_Trecho selecionado_.
>>>
A mensagem budista é aquela que diz para você procurar com diligência a sua melhora espiritual, ajudando os outros no processo. 
Isto representa o "abrir da janela", para que "o sol possa entrar em seu "quarto". Se você não faz o esforço de abrir a sua janela, como espera receber bênçãos do além? Se você passa a vida rezando e rezando, e não move uma palha sequer em direção do autoconhecimento e da melhora de si e dos outros, como espera ser beneplácito da Compaixão de Buddhas e bodhisattvas? É por isto que algumas pessoas conseguem coisas, que chamamos de "milagres", e outras não, pois há a limitação natural do Karma pessoal. E se não fizermos a nossa parte, estagnaremos com as nossas imperfeições... Porém existe realmente este lado de ajuda e socorro dos Buddhas e bodhisattvas , que é pouco divulgado no Budismo ocidental, porque ocidentais pretendem se guiar pela razão acima de todas as coisas, e não querem saber de "mística". Mas neste ponto, Budismo bate com a religiosidade de nosso país, que fala de uma falange de santos e espíritos que estão aí tentando nos ajudar. Como disse, o único fator limitante é nosso próprio Karma. Não devemos fazer uma religião em cima da ajuda que estes seres prestam à humanidade, mas deveríamos ter sempre a primeira iniciativa. Só que há momentos em que devemos estar abertos às influências deles, e nos rendermos, e saber pedir ajuda. É o que os tibetanos chamam de "receber as vagas de dons" dos seres Iluminados e das divindades. É diferente de passar a vida pedindo e acreditando que meia dúzia de hinos cantados durante a vida garantirão a nossa entrada com os pés de lama no Paraíso celeste. O Budismo não incentiva a barganha. Você age no sentido do bem, transforma seu interior e seu derredor, e todo o resto se ajusta. Isto o Buddha já dizia que: "Exercite-se no bem e não te faltará a proteção dos Tathágathas (Buddhas)". Coisa parecida ouvimos na linguagem peculiar da Bíblia, que diz para primeiro procurarmos as "coisas de Deus, que todo o resto se seguirá". Esse "procurar" não significa acreditar na existência de Deus, mas trabalhar o seu próprio interior, erradicando as sementes de ignorância, da raiva e do ódio, do apego e da aversão, da impaciência e da intolerância, etc, etc. Isto se consegue através de uma prática de vida em "meditação". Isto é Budismo.
<<<
_Tarefa escrita_. Por favor, escreva a continuação do texto sobre a mensagem budista, começando logo depois de "Isto é Budismo."

_Material fornecido_.
>>>
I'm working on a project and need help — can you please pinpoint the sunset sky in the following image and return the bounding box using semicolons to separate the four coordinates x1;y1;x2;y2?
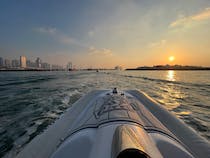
<<<
_Resposta ao exercício_.
Sem o intuito de agitar ânimos, desejaria comentar a existência de um movimento leigo budista, de cunho japonês, chamado Sokka Gakkai Internacional, muito difundido aqui no Brasil, no qual os adeptos recitam o Sutra de Lótus fervorosamente, tendo em mente alcançar algum benefício (material). Em suas reuniões, que se realizam em casas de adeptos, dão depoimentos do que conseguiram. Não duvido do que conseguem. Só acho que este espírito não é bem budista. Como participei de poucas reuniões deles, não posso afirmar categoricamente, mas a impressão que deixam é esta: parecem os evangélicos do Budismo. Se a Divindade, ou Lei Mística do Universo - como quiserem chamar - é Onisciente e Onipresente como dizem, será que precisa que digamos a Ela o que queremos e o que deverá fazer por nós? 


REFLEXÕES - II

Este assunto tem mais a ver com quem se preocupa com o movimento budista e que formas e rumos ele está tomando no Ocidente. Recentemente a revista Time de 13/10/97 publicou uma matéria grande à respeito da "onda" sensacionalista em torno do Budismo, que filmes e celebridades estão promovendo. Entre tendências múltiplas, encontramos gente muito séria e outras nem tanto. Isto, para mim – ao mesmo tempo que reflete a maneira americana de tratar e sentir o mundo, transformando tudo em um "show" hollywoodiano – reflete também sinais promissores de transmissão do Dharma para o Ocidente. É assim mesmo. O início é sempre caótico. 

O Budismo levou 300 anos para fincar pé na China, e sua transmissão para o Brasil, por exemplo, vai levar tempo parecido para fincar suas raízes.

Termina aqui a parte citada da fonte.